WORK REQUIRED: Convert every line of the entries below into a JSON list of strings, one string per line, skipping blank lines and leaving out the pictures.

INFORMATION GIVEN:
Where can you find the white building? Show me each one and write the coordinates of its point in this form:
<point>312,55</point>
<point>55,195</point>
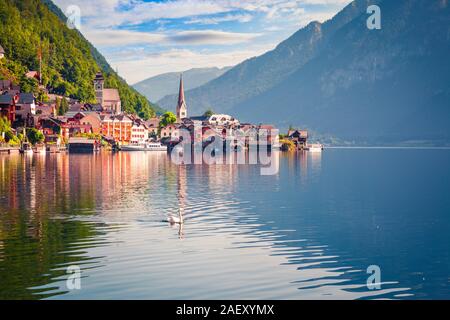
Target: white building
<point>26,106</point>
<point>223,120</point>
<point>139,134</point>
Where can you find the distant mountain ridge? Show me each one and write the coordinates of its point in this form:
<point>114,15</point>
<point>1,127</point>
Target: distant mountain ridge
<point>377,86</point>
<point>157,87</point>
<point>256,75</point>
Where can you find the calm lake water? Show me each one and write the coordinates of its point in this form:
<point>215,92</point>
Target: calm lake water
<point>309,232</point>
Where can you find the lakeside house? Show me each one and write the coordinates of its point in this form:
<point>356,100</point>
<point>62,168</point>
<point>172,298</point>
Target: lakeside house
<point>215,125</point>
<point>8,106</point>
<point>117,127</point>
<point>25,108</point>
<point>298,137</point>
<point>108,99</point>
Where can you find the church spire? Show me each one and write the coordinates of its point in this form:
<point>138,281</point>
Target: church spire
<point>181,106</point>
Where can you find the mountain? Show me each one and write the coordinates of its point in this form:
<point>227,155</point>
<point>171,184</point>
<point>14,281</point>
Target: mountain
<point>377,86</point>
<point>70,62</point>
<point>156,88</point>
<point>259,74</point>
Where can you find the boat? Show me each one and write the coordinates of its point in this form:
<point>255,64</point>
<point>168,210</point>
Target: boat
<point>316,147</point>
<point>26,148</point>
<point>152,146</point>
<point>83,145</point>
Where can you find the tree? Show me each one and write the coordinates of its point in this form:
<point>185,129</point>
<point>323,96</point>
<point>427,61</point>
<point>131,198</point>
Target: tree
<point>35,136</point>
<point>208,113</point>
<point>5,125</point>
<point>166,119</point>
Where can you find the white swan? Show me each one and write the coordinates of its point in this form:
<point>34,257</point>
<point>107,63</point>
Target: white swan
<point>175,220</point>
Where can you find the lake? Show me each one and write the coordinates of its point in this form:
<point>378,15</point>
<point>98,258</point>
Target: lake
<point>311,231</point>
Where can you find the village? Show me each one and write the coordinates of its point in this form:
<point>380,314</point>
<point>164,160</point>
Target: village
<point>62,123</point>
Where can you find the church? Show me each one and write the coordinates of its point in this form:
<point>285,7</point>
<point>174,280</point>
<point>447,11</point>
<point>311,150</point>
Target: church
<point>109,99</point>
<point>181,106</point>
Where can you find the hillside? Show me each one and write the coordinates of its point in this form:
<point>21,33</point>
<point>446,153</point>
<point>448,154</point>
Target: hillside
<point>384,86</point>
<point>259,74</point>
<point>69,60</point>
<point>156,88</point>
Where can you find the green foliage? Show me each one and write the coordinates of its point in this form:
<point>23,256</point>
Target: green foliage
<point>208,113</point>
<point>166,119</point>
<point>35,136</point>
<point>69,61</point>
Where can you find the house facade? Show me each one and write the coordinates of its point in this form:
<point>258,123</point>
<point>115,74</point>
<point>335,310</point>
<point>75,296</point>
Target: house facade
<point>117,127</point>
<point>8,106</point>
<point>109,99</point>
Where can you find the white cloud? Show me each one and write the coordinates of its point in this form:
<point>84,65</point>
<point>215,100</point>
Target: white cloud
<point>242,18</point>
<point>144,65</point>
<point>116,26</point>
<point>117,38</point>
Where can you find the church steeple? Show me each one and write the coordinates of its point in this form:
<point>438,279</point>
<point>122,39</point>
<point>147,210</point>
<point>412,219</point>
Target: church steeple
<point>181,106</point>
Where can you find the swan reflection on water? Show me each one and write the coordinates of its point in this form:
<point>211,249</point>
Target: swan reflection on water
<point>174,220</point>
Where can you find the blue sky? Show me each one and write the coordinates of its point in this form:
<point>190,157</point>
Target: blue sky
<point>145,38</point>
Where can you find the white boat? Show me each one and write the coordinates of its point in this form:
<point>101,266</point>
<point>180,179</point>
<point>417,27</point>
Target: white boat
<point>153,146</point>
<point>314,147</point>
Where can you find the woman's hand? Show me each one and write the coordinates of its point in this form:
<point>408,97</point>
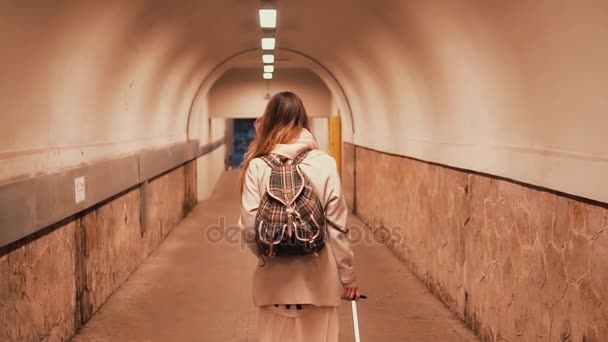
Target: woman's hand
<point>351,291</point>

RESULT OF THE TASK:
[
  "Where can you find the white building? Show me each one and write the coordinates of its point in this form:",
  "<point>312,55</point>",
  "<point>55,195</point>",
  "Target: white building",
  "<point>26,106</point>",
  "<point>223,120</point>",
  "<point>139,134</point>",
  "Where can you find the distant mountain ridge? Show me each one and write the coordinates of its point in this form:",
  "<point>114,15</point>",
  "<point>1,127</point>",
  "Target: distant mountain ridge",
  "<point>377,86</point>",
  "<point>157,87</point>",
  "<point>256,75</point>",
  "Where can you find the calm lake water? Show me each one and write the coordinates of its point in this form:",
  "<point>215,92</point>",
  "Target: calm lake water",
  "<point>309,232</point>",
  "Where can you find the lakeside house? Show me each one and write the coordinates of its point in this form:",
  "<point>356,100</point>",
  "<point>62,168</point>",
  "<point>172,298</point>",
  "Target: lakeside house",
  "<point>215,125</point>",
  "<point>8,106</point>",
  "<point>117,127</point>",
  "<point>25,108</point>",
  "<point>298,137</point>",
  "<point>108,99</point>",
  "Where can you find the church spire? Show me each one and write the coordinates of its point in this form:",
  "<point>138,281</point>",
  "Target: church spire",
  "<point>181,106</point>",
  "Where can you find the mountain? Show me each one and write the coordinates of its point in this form:",
  "<point>227,155</point>",
  "<point>171,184</point>",
  "<point>14,281</point>",
  "Target: mountain",
  "<point>377,86</point>",
  "<point>70,62</point>",
  "<point>156,88</point>",
  "<point>259,74</point>",
  "Where can you find the boat? Show me each one and write the coordinates of its point in this form:",
  "<point>255,64</point>",
  "<point>168,210</point>",
  "Target: boat",
  "<point>316,147</point>",
  "<point>26,148</point>",
  "<point>152,146</point>",
  "<point>83,145</point>",
  "Where can you find the tree? Show me each one and write the coordinates of its point in this form:",
  "<point>185,129</point>",
  "<point>323,96</point>",
  "<point>427,61</point>",
  "<point>131,198</point>",
  "Target: tree",
  "<point>35,136</point>",
  "<point>208,113</point>",
  "<point>5,125</point>",
  "<point>166,119</point>",
  "Where can you find the white swan? Show me each one and write the coordinates of its point in this form:",
  "<point>34,257</point>",
  "<point>107,63</point>",
  "Target: white swan",
  "<point>175,220</point>",
  "Where can you find the lake? Show me each one and write the coordinates of its point in this form:",
  "<point>378,15</point>",
  "<point>98,258</point>",
  "Target: lake",
  "<point>311,231</point>",
  "Where can you find the village? Show me each one and write the coordinates of its point in this form:",
  "<point>380,314</point>",
  "<point>164,160</point>",
  "Target: village",
  "<point>62,123</point>",
  "Where can you find the church? Show me each one and write the coordinates of its point in this form:",
  "<point>285,7</point>",
  "<point>174,280</point>",
  "<point>447,11</point>",
  "<point>311,150</point>",
  "Target: church",
  "<point>109,99</point>",
  "<point>181,106</point>",
  "Where can you find the hillside? Show me each one and write the coordinates of its point in this form:",
  "<point>21,33</point>",
  "<point>446,153</point>",
  "<point>448,154</point>",
  "Target: hillside",
  "<point>384,86</point>",
  "<point>259,74</point>",
  "<point>69,60</point>",
  "<point>156,88</point>",
  "Where can you find the green foliage? Show me each one and write the coordinates of its point in this form:",
  "<point>23,256</point>",
  "Target: green foliage",
  "<point>208,113</point>",
  "<point>166,119</point>",
  "<point>35,136</point>",
  "<point>69,61</point>",
  "Where can you find the house facade? Show me each one and write the coordinates of its point in this form:",
  "<point>258,123</point>",
  "<point>115,74</point>",
  "<point>335,310</point>",
  "<point>75,296</point>",
  "Target: house facade",
  "<point>117,127</point>",
  "<point>8,106</point>",
  "<point>109,99</point>",
  "Where can you find the white cloud? Show me each one and write the coordinates of its point in this form:",
  "<point>84,65</point>",
  "<point>215,100</point>",
  "Target: white cloud",
  "<point>242,18</point>",
  "<point>144,65</point>",
  "<point>116,26</point>",
  "<point>117,38</point>",
  "Where can you find the church steeple? Show me each one and write the coordinates of its point in this form:",
  "<point>438,279</point>",
  "<point>122,39</point>",
  "<point>147,210</point>",
  "<point>412,219</point>",
  "Target: church steeple",
  "<point>181,106</point>",
  "Where can you find the swan reflection on water? Show me each one and write the coordinates of its point in this form:",
  "<point>211,249</point>",
  "Target: swan reflection on water",
  "<point>174,220</point>",
  "Where can you find the blue sky? Show me each one and write the coordinates of its point in this form:",
  "<point>190,157</point>",
  "Target: blue sky",
  "<point>145,38</point>",
  "Where can you find the white boat? Show me each one and write the coordinates of its point in this form:",
  "<point>101,266</point>",
  "<point>180,179</point>",
  "<point>417,27</point>",
  "Target: white boat",
  "<point>153,146</point>",
  "<point>314,147</point>",
  "Where can you find the woman's hand? Show me each one and write the coordinates of its point in this form:",
  "<point>408,97</point>",
  "Target: woman's hand",
  "<point>351,291</point>"
]